(Named-object pointing records)
--------------------------------------------------
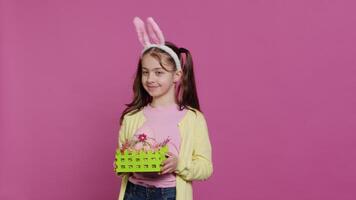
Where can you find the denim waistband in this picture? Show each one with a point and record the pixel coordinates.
(139, 189)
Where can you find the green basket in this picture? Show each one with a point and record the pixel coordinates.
(140, 161)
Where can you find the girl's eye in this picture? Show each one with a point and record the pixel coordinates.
(159, 73)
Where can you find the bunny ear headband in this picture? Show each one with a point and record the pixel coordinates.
(156, 35)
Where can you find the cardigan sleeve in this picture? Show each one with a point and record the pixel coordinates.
(122, 138)
(200, 168)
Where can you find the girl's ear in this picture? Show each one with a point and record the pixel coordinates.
(178, 76)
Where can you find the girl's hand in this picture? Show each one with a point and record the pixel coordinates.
(170, 164)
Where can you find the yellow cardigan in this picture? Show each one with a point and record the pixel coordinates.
(194, 160)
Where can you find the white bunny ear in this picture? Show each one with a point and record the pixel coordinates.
(141, 31)
(154, 31)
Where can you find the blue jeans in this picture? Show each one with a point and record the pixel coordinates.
(138, 192)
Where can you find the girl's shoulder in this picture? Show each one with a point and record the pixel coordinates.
(194, 114)
(133, 115)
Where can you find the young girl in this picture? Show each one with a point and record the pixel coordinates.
(165, 108)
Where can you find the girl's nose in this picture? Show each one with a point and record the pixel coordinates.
(150, 78)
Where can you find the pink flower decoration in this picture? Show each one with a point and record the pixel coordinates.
(142, 137)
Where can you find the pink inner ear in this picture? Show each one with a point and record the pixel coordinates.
(152, 34)
(155, 30)
(141, 31)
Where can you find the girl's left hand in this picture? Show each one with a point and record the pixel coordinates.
(170, 164)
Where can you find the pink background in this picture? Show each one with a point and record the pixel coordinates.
(276, 80)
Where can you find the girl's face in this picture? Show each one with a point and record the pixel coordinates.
(156, 80)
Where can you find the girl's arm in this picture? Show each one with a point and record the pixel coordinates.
(200, 168)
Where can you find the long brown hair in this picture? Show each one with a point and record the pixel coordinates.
(186, 93)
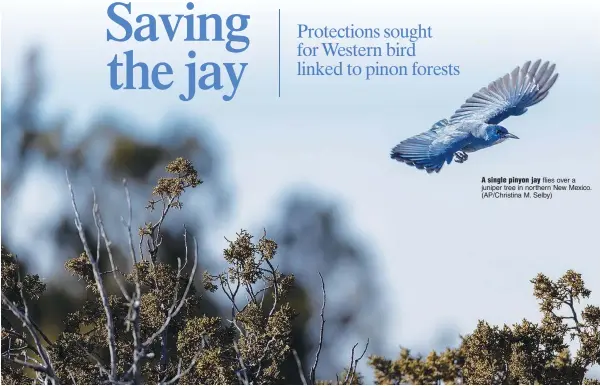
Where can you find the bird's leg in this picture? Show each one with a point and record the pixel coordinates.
(460, 157)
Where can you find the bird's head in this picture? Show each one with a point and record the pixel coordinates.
(497, 134)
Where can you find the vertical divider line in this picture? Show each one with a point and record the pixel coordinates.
(279, 53)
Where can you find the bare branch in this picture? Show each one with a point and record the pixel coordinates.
(299, 365)
(128, 223)
(112, 346)
(102, 231)
(186, 371)
(313, 370)
(243, 367)
(173, 311)
(354, 363)
(24, 318)
(275, 288)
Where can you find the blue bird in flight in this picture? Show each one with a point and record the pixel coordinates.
(475, 125)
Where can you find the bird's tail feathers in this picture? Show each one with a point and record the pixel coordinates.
(416, 151)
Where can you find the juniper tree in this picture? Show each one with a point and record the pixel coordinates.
(524, 353)
(149, 329)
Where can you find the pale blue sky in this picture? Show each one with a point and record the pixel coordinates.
(335, 135)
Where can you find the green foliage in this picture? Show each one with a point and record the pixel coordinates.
(153, 331)
(524, 353)
(146, 325)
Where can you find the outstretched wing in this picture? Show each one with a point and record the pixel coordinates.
(510, 95)
(429, 150)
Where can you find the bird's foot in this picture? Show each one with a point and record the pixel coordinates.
(460, 157)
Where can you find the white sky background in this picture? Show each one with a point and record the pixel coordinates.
(448, 257)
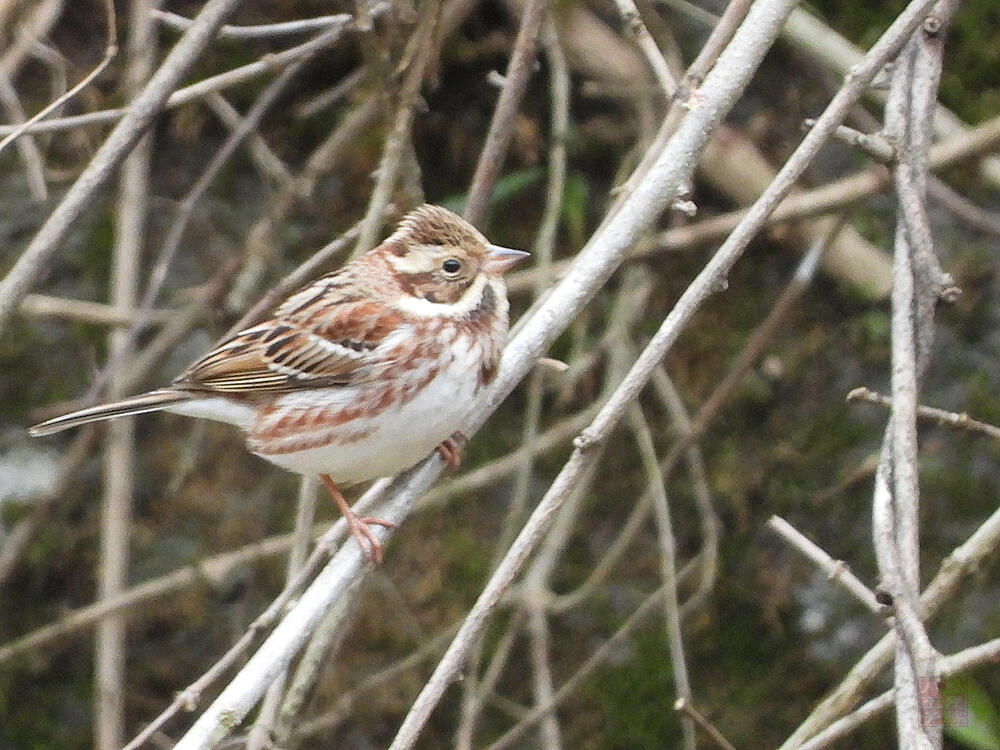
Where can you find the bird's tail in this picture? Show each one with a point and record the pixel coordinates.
(144, 402)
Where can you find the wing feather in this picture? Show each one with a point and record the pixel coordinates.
(326, 334)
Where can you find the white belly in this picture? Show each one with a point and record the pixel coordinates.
(399, 436)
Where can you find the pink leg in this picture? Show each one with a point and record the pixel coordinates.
(450, 449)
(357, 524)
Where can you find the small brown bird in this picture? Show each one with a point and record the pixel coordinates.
(363, 372)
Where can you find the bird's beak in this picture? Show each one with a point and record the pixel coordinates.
(501, 259)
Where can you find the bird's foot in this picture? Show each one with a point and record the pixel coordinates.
(450, 449)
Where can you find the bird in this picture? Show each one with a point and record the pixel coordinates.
(361, 373)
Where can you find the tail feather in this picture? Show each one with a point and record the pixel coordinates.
(144, 402)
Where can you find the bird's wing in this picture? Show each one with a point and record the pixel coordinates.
(327, 334)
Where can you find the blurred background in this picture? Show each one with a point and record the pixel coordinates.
(766, 634)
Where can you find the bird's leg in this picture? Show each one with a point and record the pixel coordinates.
(450, 449)
(357, 524)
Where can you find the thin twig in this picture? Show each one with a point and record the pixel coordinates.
(836, 570)
(491, 157)
(684, 707)
(115, 148)
(954, 419)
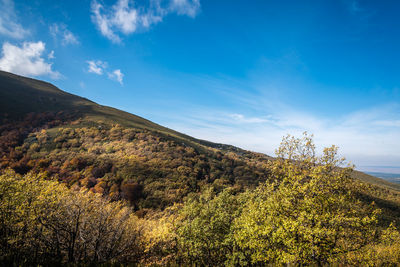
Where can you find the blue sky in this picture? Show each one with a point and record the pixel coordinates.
(239, 72)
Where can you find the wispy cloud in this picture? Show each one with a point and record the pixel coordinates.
(61, 33)
(99, 67)
(116, 75)
(96, 66)
(9, 24)
(362, 138)
(26, 60)
(126, 18)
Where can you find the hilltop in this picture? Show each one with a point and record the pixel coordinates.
(162, 197)
(82, 143)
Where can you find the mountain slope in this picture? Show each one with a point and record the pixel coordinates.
(75, 140)
(20, 95)
(110, 151)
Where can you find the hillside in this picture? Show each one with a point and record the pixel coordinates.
(184, 201)
(110, 151)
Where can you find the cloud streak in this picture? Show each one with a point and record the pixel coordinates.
(9, 24)
(124, 18)
(99, 67)
(61, 33)
(27, 60)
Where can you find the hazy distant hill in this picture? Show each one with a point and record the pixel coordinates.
(75, 140)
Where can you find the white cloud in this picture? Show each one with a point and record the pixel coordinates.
--------------------------------------------------
→ **Set exercise**
All of the data above should be quoted exactly, except for the pictures.

→ **Answer to the task**
Where can you find the denim waistband in this picture? Show each one with a point and record the pixel coordinates.
(139, 189)
Where can you find the green basket in this picture? Show each one with a point and record the pixel coordinates.
(140, 161)
Where can you find the girl's eye in this picture? Show each one with a point and record the pixel coordinates.
(159, 73)
Where can you find the bunny ear headband in this picture? Show each one with a point and record the pixel coordinates.
(156, 35)
Where can you find the cardigan sleeve in this picture? Show each one with a point and record the pixel coordinates.
(122, 138)
(200, 168)
Where can you find the girl's ear in this picture? Show each one with a point and record the pixel coordinates.
(178, 76)
Where can you find the girl's hand in this picture? Show each one with a point and record the pixel coordinates.
(170, 164)
Where can you find the yellow cardigan in this picture? Show each one with a point and record the pixel coordinates.
(194, 160)
Where can you find the white bunny ear in this picture? Show each one with a point and record the pixel coordinates.
(141, 31)
(154, 31)
Where can you find the blue jeans in this picture? Show each one with a point and record the pixel coordinates.
(138, 192)
Where can you find the girl's shoulder in this picture? Show each one with a point and record the pixel coordinates.
(194, 114)
(133, 115)
Where can you find the young girl in this picture? Show each one with a point and record the pixel coordinates.
(165, 108)
Where can you find the girl's nose in this picture? Show each one with a point and record the pixel coordinates.
(150, 78)
Where can you find the pink flower decoration in this picture? Show each one with a point and record the pixel coordinates.
(142, 137)
Where can you find the pink inner ear in this picture? Show each one with a point and record the pixel coordinates.
(152, 34)
(155, 30)
(141, 31)
Where can you find the girl's left hand in this picture? Show each one with a point and record the pixel coordinates.
(170, 164)
Where can you find the pink background in this picture? Show each one with a point and record the pixel coordinates.
(276, 80)
Where can you find the girl's face in this picture? Show each one with a point and record the pixel coordinates.
(156, 80)
Where can you find the girl's arm in this picture? Show each one with a point and record the pixel coordinates.
(200, 168)
Where can you find the long brown hair in this picture? Show each one with a point and record the pixel coordinates.
(186, 93)
Where can you find the bird's leg in this picture? Show each one with a point and record the pixel coordinates.
(460, 157)
Where can you find the bird's head in this picture? Show each one with a point and record the pixel coordinates.
(497, 134)
Where can you find the vertical divider line in this picture? Show each one with a point and record the pixel coordinates.
(279, 53)
Where can you find the bare branch in this picture? Show each one with a point and record the pixel coordinates.
(299, 365)
(128, 223)
(112, 346)
(102, 231)
(186, 371)
(313, 370)
(243, 367)
(173, 311)
(354, 363)
(24, 318)
(275, 288)
Where can you find the blue bird in flight in this picture? Show each one with a point and record the pixel coordinates.
(475, 125)
Where can you find the bird's tail feathers in this picture? Show each one with a point and record the pixel coordinates.
(416, 151)
Where can you find the juniper tree in this picture? Show each one with a point and record the pixel coordinates.
(524, 353)
(149, 329)
Where can you find the pale blue sky in this picture? Show each one with a point and record the pixel coordinates.
(335, 135)
Where can you find the green foliage in this picture? Show each one with a point and record the pixel coordinates.
(153, 331)
(524, 353)
(146, 325)
Where can you find the outstretched wing in this picture? Show each one with a point and record the pixel coordinates.
(510, 95)
(429, 150)
Where can you find the bird's foot in this picture? Show each one with a point and record the pixel coordinates.
(460, 157)
Where can you find the white sky background in this picture? Show each one with a point and record the pixel coordinates.
(448, 257)
Where can you find the bird's tail in this picture? Show each one with a point and record the pixel coordinates.
(144, 402)
Where can you find the wing feather in this picture? Show each one with a point and record the pixel coordinates.
(326, 334)
Where can you find the white belly in this picture? Show each one with a point and record the pixel coordinates.
(399, 436)
Where can you find the pink leg in this picture? Show each one with a point and record the pixel coordinates.
(450, 449)
(357, 524)
Where can you find the small brown bird in this picture? Show each one with a point and record the pixel coordinates.
(363, 372)
Where can you find the bird's beak in this picture? Show each one with a point and record the pixel coordinates.
(501, 259)
Where can you find the bird's foot in this picture? Show each one with a point and record the pixel coordinates.
(450, 449)
Where can you find the bird in this picture? Show each one with a point and record the pixel coordinates.
(361, 373)
Where can you find the tail feather in this picture? Show each one with a point and record the pixel coordinates.
(144, 402)
Where can you find the bird's wing in this picture? Show each one with a point and record the pixel coordinates.
(327, 334)
Where can you find the blurred background in this picture? Show each one with a point and record the pixel coordinates.
(766, 634)
Where can you find the bird's leg in this picture? Show each one with a point and record the pixel coordinates.
(450, 449)
(357, 524)
Where can you find the thin twig in this picture? Show each one with a point and record the pixel coordinates.
(836, 570)
(491, 157)
(684, 707)
(115, 148)
(954, 419)
Where can you find the blue sky in this picture? Show each one with a point and record the pixel coordinates.
(239, 72)
Where can you find the wispy cloud in this picture? Show each one with a point and record the pixel coordinates.
(61, 33)
(99, 67)
(116, 75)
(96, 66)
(9, 24)
(362, 138)
(26, 60)
(126, 18)
Where can you find the hilltop in this picture? Show each one with a point and record the pixel coordinates.
(162, 197)
(82, 143)
Where can you find the mountain slope in this picture? Show each one with a point and record the pixel coordinates.
(75, 140)
(20, 95)
(110, 151)
Where can you find the hillside in this picture? Show each one with a point and record the pixel coordinates.
(184, 201)
(110, 151)
Where can you find the cloud streak in this picture? Show each one with a point and record the pixel coordinates.
(9, 24)
(124, 18)
(99, 67)
(61, 33)
(27, 60)
Where can you find the hazy distant hill in this picture? Show each one with a point and record the pixel coordinates.
(75, 140)
Where can you find the white cloud in this picture? Show each one with a point and record the pixel coordinates.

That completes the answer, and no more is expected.